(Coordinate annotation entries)
%%

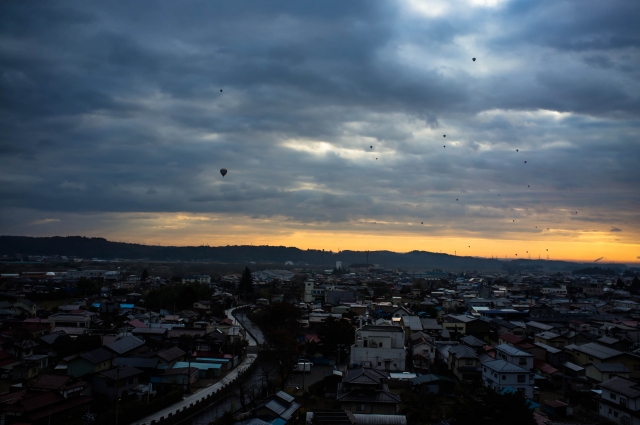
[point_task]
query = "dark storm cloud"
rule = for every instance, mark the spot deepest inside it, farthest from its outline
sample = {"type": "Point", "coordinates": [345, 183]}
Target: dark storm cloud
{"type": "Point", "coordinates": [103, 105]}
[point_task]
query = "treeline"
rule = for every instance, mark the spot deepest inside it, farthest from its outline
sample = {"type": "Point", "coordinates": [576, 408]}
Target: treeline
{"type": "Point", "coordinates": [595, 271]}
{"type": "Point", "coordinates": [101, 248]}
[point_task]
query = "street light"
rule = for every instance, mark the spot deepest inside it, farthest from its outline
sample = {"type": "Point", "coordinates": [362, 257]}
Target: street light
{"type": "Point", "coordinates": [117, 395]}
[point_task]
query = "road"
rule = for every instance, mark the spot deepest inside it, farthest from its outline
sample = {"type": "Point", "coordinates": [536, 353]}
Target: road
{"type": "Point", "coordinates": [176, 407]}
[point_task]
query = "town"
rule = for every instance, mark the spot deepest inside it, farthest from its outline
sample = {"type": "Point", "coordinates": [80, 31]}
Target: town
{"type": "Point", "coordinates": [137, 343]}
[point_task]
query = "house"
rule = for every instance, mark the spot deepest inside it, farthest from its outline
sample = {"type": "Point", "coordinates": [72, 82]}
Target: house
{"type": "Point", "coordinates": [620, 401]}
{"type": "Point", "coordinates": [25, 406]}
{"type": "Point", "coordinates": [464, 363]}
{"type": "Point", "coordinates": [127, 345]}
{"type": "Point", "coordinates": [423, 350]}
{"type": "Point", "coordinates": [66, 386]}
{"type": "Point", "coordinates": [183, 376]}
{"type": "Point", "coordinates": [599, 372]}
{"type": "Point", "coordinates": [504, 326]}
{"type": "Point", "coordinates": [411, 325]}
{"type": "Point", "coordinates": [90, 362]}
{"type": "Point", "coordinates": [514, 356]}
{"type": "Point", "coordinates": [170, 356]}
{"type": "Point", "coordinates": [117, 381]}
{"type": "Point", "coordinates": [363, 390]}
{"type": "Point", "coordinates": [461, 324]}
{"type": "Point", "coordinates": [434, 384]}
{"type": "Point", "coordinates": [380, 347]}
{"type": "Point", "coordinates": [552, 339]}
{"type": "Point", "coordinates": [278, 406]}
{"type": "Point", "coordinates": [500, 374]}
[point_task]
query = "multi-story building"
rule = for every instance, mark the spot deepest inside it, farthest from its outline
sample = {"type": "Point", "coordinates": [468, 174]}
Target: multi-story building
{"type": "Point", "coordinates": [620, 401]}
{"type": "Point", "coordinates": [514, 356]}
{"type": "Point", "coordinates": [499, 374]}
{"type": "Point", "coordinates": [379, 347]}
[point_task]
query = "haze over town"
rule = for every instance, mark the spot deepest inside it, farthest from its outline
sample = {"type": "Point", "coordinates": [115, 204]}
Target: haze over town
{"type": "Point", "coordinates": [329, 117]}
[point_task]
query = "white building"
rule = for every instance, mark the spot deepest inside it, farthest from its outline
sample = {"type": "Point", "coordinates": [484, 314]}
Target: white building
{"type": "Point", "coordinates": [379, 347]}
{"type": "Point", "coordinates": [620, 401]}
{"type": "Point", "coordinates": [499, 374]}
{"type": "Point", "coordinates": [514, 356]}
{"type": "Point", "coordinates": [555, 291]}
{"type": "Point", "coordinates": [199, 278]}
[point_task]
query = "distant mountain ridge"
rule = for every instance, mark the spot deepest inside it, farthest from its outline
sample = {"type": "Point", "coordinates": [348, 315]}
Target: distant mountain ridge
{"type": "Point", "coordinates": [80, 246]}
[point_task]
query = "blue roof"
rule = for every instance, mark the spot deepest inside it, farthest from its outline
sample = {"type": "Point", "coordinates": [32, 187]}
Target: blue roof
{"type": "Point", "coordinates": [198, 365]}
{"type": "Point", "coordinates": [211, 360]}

%%
%%

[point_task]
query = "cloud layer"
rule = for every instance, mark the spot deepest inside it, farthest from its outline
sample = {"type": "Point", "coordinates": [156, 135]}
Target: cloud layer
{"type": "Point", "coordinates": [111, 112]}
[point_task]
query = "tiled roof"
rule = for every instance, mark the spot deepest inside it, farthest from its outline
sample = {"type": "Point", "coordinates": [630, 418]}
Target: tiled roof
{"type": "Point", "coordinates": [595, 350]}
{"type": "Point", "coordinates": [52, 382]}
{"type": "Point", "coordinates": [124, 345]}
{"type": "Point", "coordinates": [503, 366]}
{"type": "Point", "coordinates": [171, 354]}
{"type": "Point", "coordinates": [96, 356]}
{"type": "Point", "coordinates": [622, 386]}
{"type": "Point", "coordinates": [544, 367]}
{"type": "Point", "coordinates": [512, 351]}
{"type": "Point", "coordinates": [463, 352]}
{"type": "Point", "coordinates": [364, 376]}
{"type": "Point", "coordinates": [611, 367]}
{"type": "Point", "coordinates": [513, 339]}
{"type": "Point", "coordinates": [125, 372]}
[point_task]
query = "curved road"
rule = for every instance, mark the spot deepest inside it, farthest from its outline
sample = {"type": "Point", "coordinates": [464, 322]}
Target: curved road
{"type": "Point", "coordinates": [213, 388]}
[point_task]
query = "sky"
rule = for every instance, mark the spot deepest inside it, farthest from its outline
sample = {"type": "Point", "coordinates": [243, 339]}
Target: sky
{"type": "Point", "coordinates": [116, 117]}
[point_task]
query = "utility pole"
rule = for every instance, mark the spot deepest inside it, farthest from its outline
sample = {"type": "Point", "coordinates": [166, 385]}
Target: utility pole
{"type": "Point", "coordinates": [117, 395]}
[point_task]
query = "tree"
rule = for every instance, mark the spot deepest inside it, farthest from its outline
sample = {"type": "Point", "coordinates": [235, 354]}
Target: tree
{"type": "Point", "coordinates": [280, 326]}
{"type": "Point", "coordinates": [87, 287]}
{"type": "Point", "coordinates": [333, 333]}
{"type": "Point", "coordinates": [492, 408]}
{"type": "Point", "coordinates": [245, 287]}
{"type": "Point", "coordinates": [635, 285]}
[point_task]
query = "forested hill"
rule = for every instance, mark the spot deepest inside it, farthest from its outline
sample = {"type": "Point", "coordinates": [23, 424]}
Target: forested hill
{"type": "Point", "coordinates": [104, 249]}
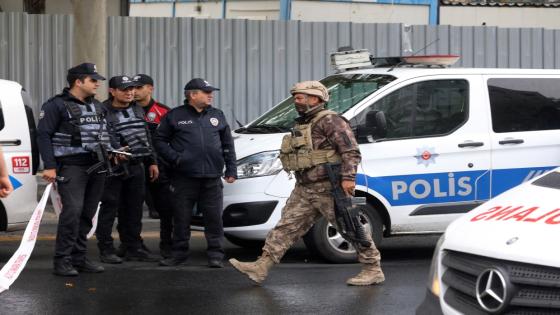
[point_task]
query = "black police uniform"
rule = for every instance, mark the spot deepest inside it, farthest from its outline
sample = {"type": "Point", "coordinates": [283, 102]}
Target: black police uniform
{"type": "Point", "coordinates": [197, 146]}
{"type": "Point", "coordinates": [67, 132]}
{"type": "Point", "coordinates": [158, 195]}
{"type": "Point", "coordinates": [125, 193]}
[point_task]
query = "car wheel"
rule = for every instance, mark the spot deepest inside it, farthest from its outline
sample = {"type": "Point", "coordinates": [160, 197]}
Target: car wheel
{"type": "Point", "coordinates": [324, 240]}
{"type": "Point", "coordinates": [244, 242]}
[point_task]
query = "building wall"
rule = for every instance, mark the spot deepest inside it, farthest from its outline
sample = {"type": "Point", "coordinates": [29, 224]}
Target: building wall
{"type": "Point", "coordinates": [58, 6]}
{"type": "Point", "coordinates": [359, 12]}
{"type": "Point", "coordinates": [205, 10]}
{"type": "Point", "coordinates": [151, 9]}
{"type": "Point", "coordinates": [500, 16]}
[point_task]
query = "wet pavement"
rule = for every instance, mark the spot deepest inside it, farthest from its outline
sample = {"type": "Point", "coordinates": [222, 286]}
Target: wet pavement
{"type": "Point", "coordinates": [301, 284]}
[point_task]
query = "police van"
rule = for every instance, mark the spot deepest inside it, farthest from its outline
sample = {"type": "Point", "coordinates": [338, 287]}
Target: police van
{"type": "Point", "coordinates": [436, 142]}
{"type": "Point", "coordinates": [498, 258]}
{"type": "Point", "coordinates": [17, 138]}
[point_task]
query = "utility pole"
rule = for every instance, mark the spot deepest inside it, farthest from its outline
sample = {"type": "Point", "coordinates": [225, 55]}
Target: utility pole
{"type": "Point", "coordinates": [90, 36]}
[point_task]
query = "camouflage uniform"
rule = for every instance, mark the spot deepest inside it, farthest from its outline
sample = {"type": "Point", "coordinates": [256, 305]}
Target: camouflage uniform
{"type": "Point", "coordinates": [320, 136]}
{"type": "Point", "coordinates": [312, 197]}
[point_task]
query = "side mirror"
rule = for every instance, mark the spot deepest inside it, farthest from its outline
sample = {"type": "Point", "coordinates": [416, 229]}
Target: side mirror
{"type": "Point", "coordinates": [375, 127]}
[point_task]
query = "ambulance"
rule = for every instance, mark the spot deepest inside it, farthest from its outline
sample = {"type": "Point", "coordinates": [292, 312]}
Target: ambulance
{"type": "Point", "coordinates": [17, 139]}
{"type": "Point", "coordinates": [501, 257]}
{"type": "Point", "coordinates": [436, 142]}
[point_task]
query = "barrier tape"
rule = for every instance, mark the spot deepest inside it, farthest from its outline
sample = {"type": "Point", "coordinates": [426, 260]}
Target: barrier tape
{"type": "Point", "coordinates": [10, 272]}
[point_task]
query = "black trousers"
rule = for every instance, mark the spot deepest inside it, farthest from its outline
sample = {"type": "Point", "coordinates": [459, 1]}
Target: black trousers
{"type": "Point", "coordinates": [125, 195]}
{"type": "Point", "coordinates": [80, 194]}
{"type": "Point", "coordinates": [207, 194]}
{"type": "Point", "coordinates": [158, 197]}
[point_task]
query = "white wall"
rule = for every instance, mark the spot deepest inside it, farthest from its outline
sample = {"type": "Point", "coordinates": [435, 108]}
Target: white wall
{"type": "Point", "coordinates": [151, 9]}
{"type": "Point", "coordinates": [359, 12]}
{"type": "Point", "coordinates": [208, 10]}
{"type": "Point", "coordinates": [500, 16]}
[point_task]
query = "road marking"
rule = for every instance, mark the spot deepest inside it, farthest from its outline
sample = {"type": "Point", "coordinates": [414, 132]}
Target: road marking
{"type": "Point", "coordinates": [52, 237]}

%%
%%

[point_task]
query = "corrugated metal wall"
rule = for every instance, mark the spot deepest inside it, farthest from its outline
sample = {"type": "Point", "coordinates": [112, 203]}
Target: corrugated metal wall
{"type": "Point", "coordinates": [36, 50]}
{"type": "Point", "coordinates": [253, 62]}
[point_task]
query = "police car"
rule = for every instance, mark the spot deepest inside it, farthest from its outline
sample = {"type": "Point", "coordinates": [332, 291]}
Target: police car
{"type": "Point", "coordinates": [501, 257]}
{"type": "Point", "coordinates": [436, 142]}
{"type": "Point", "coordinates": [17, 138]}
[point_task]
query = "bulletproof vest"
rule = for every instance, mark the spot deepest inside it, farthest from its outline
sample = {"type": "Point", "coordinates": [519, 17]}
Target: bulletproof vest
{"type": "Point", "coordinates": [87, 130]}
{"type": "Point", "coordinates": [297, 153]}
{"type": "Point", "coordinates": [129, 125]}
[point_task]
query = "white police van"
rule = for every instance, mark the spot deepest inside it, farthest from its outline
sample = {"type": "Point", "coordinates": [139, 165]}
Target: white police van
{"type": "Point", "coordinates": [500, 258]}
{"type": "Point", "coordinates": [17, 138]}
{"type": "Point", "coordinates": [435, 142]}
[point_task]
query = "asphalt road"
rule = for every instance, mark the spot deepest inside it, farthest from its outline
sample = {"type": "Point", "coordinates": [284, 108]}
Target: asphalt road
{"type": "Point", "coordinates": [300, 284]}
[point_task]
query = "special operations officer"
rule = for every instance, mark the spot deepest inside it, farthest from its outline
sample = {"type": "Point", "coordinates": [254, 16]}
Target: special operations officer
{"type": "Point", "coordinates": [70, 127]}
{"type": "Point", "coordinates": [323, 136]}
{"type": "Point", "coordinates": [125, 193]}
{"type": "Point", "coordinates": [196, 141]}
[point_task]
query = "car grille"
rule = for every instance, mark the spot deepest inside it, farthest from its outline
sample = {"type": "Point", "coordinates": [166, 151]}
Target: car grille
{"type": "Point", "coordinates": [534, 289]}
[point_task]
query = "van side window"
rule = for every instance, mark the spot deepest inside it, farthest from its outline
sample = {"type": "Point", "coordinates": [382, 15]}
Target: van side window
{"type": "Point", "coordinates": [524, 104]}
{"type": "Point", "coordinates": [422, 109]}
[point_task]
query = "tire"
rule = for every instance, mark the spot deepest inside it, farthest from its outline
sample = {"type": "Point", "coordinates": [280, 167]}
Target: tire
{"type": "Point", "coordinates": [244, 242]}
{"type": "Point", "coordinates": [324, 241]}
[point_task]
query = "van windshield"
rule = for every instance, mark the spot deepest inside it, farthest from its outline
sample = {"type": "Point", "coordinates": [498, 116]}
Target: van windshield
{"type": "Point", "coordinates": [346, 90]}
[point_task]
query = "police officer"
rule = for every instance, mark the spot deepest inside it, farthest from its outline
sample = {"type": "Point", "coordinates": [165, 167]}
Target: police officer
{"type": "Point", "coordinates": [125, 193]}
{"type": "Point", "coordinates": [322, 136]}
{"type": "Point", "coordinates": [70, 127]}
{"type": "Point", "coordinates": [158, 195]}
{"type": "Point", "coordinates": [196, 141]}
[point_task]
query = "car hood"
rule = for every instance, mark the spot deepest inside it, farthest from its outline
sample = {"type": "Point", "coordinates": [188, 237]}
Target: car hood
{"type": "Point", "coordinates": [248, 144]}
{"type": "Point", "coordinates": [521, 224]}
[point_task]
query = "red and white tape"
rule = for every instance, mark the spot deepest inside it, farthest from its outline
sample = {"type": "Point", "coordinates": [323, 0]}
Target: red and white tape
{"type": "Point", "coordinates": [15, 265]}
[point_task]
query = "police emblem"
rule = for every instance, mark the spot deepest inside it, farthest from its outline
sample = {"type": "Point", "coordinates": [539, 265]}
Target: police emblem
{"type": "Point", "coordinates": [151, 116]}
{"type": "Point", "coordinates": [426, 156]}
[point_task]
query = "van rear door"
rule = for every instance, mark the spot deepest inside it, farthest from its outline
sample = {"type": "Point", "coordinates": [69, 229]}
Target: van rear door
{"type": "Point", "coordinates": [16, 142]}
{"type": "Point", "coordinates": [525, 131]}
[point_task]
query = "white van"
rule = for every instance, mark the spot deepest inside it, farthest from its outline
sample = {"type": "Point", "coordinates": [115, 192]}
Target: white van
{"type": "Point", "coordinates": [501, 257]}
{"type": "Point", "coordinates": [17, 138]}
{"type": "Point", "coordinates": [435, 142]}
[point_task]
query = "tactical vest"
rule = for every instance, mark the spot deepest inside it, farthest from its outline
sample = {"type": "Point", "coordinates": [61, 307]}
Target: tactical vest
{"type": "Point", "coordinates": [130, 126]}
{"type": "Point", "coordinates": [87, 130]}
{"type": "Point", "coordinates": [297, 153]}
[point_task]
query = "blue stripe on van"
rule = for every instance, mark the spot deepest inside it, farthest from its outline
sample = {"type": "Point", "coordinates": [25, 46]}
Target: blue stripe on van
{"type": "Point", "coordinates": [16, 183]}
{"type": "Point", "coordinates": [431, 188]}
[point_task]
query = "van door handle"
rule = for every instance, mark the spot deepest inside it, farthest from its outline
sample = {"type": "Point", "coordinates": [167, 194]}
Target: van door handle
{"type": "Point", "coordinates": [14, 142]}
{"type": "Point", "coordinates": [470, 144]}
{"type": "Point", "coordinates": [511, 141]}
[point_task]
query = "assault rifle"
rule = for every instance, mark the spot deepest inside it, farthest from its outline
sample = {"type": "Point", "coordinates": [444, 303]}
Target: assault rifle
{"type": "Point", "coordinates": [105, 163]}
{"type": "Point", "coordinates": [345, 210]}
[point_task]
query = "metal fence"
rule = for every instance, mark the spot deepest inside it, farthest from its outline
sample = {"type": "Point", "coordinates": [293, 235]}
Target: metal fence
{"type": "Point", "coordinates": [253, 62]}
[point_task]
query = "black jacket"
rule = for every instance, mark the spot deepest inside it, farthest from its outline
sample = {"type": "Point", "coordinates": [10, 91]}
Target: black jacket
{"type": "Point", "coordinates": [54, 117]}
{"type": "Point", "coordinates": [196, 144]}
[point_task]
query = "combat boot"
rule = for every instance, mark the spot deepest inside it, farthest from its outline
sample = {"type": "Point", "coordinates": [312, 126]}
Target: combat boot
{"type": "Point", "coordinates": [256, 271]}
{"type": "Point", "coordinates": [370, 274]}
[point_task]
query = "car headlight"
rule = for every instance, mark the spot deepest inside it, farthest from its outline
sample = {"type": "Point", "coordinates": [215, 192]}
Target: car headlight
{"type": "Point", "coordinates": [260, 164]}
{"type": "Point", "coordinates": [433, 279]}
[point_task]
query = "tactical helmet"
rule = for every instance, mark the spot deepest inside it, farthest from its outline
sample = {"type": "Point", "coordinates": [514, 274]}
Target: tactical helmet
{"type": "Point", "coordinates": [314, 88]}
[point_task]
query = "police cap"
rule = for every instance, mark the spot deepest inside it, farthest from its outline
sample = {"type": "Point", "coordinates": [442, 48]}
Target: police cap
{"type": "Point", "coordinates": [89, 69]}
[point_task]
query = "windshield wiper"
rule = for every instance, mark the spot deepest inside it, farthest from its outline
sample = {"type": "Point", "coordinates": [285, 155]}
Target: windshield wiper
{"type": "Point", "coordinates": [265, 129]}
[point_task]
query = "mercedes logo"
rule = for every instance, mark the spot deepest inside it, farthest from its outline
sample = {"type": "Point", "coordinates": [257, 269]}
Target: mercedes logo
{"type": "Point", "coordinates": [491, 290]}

%%

*Written problem:*
Please pull out every line above that contains the word "mountain". Letter case matters.

*Result of this task:*
query = "distant mountain ridge"
Target: distant mountain ridge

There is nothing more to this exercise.